Problem A. Name every rock type that the mineral showing description below gives as hosting the showing.
Problem B. Please continue the mineral showing description below, picking up after its final sentence.

The Ingraham's showing is located along the Illiance River, 8.75 kilometres due east of Alice Arm. The area was prospected for gold, silver and lead in 1918 and 1922 with some opencutting and a short crosscut completed.
The region is underlain by an assemblage of volcanics and sediments comprising the Upper Triassic Stuhini Group, the Lower Jurassic Hazelton Group and the Middle Jurassic to Upper Cretaceous Bowser Lake Group. This assemblage has been folded into a north-northwest trending anticline (Mount McGuire anticline) and regionally metamorphosed to greenschist facies.
The showing is hosted in variably schistose argillite, siltstone, sandstone and limestone of the Stuhini Group. The main showing is situated 200 metres to the west of Theophilus Creek (Copper Creek) on the north bank of the Illiance River. This showing consists of quartz and calcite veins in a porphyritic dike that strikes 060 degrees. The veins are mineralized with galena; minor disseminated galena is also found in the dike. A selected grab sample assayed trace gold, 377 grams per tonne silver and 28 per cent lead (Minister of Mines Annual Report 1922, page 63).

Dataset excerpts:
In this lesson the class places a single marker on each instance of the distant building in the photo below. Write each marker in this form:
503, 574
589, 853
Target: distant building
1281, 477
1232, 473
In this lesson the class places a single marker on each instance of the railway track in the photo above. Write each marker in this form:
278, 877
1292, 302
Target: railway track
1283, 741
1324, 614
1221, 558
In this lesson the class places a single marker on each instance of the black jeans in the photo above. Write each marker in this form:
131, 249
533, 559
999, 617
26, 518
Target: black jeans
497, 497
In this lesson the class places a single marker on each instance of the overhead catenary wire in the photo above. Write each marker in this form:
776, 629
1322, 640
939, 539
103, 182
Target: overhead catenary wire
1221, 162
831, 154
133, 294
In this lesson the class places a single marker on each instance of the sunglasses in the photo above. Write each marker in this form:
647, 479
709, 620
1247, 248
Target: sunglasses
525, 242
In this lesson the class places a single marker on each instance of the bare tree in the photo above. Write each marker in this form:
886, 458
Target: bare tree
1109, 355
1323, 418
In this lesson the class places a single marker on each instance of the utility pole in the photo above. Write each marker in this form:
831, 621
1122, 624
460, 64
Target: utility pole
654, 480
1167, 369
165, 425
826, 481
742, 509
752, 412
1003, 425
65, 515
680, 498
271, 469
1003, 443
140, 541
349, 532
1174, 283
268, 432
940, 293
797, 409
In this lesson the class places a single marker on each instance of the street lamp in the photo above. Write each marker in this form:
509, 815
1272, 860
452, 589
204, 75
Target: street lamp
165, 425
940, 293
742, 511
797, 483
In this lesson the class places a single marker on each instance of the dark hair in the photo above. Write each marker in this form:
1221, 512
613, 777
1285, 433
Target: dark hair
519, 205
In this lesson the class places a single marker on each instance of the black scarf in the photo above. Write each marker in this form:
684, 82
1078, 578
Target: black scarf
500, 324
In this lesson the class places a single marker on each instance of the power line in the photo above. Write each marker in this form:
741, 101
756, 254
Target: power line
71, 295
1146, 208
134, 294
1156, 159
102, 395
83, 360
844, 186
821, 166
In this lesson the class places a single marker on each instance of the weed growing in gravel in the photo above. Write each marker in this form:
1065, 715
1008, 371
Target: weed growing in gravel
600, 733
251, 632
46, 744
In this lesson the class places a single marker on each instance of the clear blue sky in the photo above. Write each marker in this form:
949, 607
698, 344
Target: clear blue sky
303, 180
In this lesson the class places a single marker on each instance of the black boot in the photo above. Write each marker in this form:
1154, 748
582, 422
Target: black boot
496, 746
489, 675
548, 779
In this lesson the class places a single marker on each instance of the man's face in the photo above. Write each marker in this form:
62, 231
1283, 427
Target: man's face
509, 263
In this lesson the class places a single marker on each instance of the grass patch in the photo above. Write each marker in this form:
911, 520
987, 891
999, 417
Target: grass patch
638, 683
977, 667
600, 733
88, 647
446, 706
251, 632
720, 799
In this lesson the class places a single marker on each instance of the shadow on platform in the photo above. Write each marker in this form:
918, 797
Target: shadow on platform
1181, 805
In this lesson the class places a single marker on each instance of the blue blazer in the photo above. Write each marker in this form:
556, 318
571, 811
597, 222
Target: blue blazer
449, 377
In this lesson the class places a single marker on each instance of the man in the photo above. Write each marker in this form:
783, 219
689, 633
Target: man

Answer A. Argillite, siltstone, sandstone and limestone

Answer B.
A second showing, consisting of stringers and bands of pyrite and quartz, is located on the same claim group. It occurs in a 3.7 metre wide bed of altered limestone. A grab sample from a 1.2 metre wide band of massive pyrite assayed 0.69 gram per tonne gold and 6.9 grams per tonne silver (Minister of Mines Annual Report 1918, page 70).